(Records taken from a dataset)
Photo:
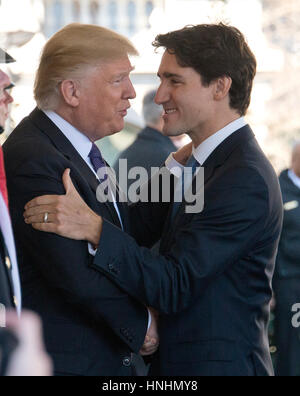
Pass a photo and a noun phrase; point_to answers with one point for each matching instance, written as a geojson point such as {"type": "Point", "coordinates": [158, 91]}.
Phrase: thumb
{"type": "Point", "coordinates": [67, 181]}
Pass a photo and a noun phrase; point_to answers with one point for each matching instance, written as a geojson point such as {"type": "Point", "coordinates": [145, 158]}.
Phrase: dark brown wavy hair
{"type": "Point", "coordinates": [215, 50]}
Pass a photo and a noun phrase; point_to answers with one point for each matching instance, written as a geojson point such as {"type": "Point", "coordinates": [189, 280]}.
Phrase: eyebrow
{"type": "Point", "coordinates": [11, 85]}
{"type": "Point", "coordinates": [170, 75]}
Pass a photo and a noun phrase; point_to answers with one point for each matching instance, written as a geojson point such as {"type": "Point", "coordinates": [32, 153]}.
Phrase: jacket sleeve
{"type": "Point", "coordinates": [202, 249]}
{"type": "Point", "coordinates": [64, 263]}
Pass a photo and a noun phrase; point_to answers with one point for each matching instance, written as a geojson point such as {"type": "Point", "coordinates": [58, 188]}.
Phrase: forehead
{"type": "Point", "coordinates": [170, 67]}
{"type": "Point", "coordinates": [4, 79]}
{"type": "Point", "coordinates": [117, 66]}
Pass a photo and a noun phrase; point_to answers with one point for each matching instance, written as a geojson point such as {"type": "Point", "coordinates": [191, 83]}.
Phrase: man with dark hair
{"type": "Point", "coordinates": [211, 282]}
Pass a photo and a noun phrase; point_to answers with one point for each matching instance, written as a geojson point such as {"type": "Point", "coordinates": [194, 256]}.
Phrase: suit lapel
{"type": "Point", "coordinates": [214, 161]}
{"type": "Point", "coordinates": [63, 145]}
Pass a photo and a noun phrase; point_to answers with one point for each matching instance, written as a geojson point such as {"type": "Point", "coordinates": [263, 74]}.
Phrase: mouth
{"type": "Point", "coordinates": [169, 112]}
{"type": "Point", "coordinates": [124, 112]}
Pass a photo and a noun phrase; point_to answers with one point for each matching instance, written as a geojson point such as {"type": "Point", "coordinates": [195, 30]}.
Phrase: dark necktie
{"type": "Point", "coordinates": [3, 187]}
{"type": "Point", "coordinates": [194, 164]}
{"type": "Point", "coordinates": [98, 163]}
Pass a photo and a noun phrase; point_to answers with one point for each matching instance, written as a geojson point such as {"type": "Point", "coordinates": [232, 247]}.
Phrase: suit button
{"type": "Point", "coordinates": [8, 262]}
{"type": "Point", "coordinates": [126, 362]}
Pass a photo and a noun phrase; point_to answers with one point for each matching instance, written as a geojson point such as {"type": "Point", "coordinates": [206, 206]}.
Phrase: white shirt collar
{"type": "Point", "coordinates": [80, 141]}
{"type": "Point", "coordinates": [205, 149]}
{"type": "Point", "coordinates": [295, 179]}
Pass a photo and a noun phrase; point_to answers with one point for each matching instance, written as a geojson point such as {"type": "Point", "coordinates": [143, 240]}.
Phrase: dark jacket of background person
{"type": "Point", "coordinates": [150, 149]}
{"type": "Point", "coordinates": [287, 282]}
{"type": "Point", "coordinates": [212, 282]}
{"type": "Point", "coordinates": [6, 283]}
{"type": "Point", "coordinates": [288, 259]}
{"type": "Point", "coordinates": [91, 326]}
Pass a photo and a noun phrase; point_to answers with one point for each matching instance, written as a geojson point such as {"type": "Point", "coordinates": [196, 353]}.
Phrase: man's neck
{"type": "Point", "coordinates": [210, 128]}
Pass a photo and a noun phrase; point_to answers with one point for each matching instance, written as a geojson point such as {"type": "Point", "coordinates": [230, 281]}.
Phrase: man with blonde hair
{"type": "Point", "coordinates": [82, 90]}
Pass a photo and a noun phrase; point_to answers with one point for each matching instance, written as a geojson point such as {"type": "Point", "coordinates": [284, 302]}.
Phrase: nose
{"type": "Point", "coordinates": [162, 96]}
{"type": "Point", "coordinates": [130, 91]}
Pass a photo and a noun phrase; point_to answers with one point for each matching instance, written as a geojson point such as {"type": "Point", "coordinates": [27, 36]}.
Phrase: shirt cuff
{"type": "Point", "coordinates": [92, 251]}
{"type": "Point", "coordinates": [173, 166]}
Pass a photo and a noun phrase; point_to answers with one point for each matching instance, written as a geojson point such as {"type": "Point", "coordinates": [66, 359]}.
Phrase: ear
{"type": "Point", "coordinates": [70, 92]}
{"type": "Point", "coordinates": [222, 87]}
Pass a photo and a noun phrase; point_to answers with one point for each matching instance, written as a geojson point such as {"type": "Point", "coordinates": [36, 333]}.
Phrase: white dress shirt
{"type": "Point", "coordinates": [206, 148]}
{"type": "Point", "coordinates": [295, 179]}
{"type": "Point", "coordinates": [7, 232]}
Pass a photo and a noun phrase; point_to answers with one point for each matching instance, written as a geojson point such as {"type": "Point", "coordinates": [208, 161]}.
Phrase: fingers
{"type": "Point", "coordinates": [150, 346]}
{"type": "Point", "coordinates": [39, 210]}
{"type": "Point", "coordinates": [40, 201]}
{"type": "Point", "coordinates": [40, 218]}
{"type": "Point", "coordinates": [47, 227]}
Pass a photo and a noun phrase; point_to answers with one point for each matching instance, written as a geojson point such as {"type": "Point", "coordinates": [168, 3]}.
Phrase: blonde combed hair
{"type": "Point", "coordinates": [70, 52]}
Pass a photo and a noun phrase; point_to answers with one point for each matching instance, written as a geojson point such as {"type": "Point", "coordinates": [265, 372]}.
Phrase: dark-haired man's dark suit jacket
{"type": "Point", "coordinates": [212, 282]}
{"type": "Point", "coordinates": [91, 326]}
{"type": "Point", "coordinates": [6, 283]}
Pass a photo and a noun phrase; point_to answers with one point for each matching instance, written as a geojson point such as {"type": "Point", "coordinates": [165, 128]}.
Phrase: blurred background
{"type": "Point", "coordinates": [272, 28]}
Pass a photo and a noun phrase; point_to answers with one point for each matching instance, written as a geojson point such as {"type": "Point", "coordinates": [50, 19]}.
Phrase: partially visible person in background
{"type": "Point", "coordinates": [29, 358]}
{"type": "Point", "coordinates": [22, 352]}
{"type": "Point", "coordinates": [152, 146]}
{"type": "Point", "coordinates": [10, 292]}
{"type": "Point", "coordinates": [287, 274]}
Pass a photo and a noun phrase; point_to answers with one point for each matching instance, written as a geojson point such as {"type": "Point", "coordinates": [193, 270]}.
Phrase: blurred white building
{"type": "Point", "coordinates": [25, 25]}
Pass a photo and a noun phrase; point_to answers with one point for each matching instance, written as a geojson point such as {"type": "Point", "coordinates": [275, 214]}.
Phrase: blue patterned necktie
{"type": "Point", "coordinates": [98, 163]}
{"type": "Point", "coordinates": [194, 164]}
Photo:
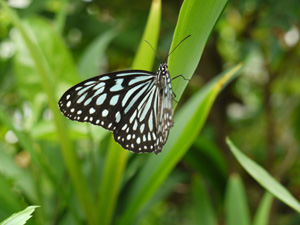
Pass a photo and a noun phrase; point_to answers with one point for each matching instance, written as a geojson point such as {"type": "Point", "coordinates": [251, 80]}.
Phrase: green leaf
{"type": "Point", "coordinates": [92, 58]}
{"type": "Point", "coordinates": [111, 181]}
{"type": "Point", "coordinates": [204, 213]}
{"type": "Point", "coordinates": [20, 218]}
{"type": "Point", "coordinates": [264, 178]}
{"type": "Point", "coordinates": [236, 206]}
{"type": "Point", "coordinates": [117, 157]}
{"type": "Point", "coordinates": [53, 49]}
{"type": "Point", "coordinates": [196, 18]}
{"type": "Point", "coordinates": [42, 65]}
{"type": "Point", "coordinates": [188, 122]}
{"type": "Point", "coordinates": [263, 212]}
{"type": "Point", "coordinates": [145, 56]}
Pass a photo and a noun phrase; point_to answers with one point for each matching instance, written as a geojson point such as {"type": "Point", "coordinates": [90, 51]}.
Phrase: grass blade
{"type": "Point", "coordinates": [117, 157]}
{"type": "Point", "coordinates": [70, 157]}
{"type": "Point", "coordinates": [204, 213]}
{"type": "Point", "coordinates": [188, 122]}
{"type": "Point", "coordinates": [264, 178]}
{"type": "Point", "coordinates": [145, 56]}
{"type": "Point", "coordinates": [197, 17]}
{"type": "Point", "coordinates": [20, 218]}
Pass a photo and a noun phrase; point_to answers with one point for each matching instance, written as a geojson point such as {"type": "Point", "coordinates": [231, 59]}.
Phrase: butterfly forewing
{"type": "Point", "coordinates": [129, 103]}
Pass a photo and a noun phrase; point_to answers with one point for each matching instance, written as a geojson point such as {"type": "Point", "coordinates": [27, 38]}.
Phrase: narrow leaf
{"type": "Point", "coordinates": [188, 122]}
{"type": "Point", "coordinates": [196, 18]}
{"type": "Point", "coordinates": [20, 218]}
{"type": "Point", "coordinates": [117, 157]}
{"type": "Point", "coordinates": [204, 213]}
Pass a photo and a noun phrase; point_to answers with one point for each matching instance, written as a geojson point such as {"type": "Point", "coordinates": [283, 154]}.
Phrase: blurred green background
{"type": "Point", "coordinates": [259, 110]}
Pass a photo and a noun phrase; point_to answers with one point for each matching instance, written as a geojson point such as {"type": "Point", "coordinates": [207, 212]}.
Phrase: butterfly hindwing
{"type": "Point", "coordinates": [130, 103]}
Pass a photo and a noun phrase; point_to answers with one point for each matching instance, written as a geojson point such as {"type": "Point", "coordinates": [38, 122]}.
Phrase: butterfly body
{"type": "Point", "coordinates": [135, 105]}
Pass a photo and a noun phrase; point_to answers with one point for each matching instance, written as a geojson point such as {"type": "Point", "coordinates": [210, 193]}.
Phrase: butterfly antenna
{"type": "Point", "coordinates": [176, 47]}
{"type": "Point", "coordinates": [153, 50]}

## PROBLEM TO WORK ON
Extract every line of the data above that contains the string "person". Case counts.

## TASK RESULT
Phrase: dark jacket of background person
Phrase: partially visible person in background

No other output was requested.